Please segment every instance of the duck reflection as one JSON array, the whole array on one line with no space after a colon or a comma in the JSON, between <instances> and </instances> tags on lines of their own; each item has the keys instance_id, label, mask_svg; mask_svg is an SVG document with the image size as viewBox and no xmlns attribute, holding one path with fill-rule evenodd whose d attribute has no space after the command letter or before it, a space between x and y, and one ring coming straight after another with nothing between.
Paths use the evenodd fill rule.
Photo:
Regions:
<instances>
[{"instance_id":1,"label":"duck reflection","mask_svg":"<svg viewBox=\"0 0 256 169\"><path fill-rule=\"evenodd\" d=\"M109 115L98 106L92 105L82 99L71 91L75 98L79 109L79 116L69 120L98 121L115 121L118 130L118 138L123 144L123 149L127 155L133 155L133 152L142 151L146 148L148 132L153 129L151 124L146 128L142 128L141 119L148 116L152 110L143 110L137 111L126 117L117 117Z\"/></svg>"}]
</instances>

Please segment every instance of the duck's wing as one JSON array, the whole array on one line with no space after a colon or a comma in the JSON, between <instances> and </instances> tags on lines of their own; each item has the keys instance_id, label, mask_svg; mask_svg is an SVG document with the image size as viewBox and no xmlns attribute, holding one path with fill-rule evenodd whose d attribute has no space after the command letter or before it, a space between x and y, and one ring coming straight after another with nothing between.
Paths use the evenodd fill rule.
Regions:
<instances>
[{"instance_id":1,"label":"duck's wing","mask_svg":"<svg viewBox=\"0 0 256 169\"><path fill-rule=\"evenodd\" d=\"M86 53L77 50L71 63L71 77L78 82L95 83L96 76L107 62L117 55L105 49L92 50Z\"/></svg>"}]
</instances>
※ ※ ※
• Stated problem:
Please convert the rows above into a two-column CSV with the headers instruction and output, one CSV line per row. Put each row's text and its answer in a single quoted field, with line breaks replaced by spaces.

• The solution:
instruction,output
"Please segment every instance of the duck reflection as one JSON array, the whole array on one line with no space after a colon or a comma in the JSON, between <instances> and </instances> tags on lines of their own; each item has the keys instance_id, label, mask_svg; mask_svg is an SVG document with the image size as viewBox and no xmlns attribute, holding one path with fill-rule evenodd whose d attribute has no space after the command letter or before it, a space between x and y, and one ring coming straight after another with nothing between. Paths use the evenodd fill rule. Photo: Regions:","<instances> [{""instance_id"":1,""label"":""duck reflection"",""mask_svg"":""<svg viewBox=\""0 0 256 169\""><path fill-rule=\""evenodd\"" d=\""M109 115L98 106L92 105L82 99L71 91L75 98L79 109L79 116L69 120L98 121L115 121L118 130L118 138L123 144L123 149L127 155L133 155L133 152L142 151L146 148L148 132L153 129L151 124L146 128L142 128L141 119L148 116L152 110L143 110L137 111L126 117L117 117Z\""/></svg>""}] </instances>"
"Please segment every instance of the duck's wing as one JSON array, the whole array on one line with no space after a colon or a comma in the JSON, between <instances> and </instances> tags on lines of their own; each item has the keys instance_id, label, mask_svg; mask_svg is an SVG document with the image size as viewBox and no xmlns attribute, holding one path with fill-rule evenodd whose d attribute has no space after the command letter or before it, a space between x and y, and one ring coming straight after another with nothing between. Paths use the evenodd fill rule. Regions:","<instances> [{""instance_id"":1,""label"":""duck's wing"",""mask_svg"":""<svg viewBox=\""0 0 256 169\""><path fill-rule=\""evenodd\"" d=\""M86 53L77 50L71 63L71 77L78 82L95 83L96 76L107 62L117 55L105 49L92 50Z\""/></svg>""}] </instances>"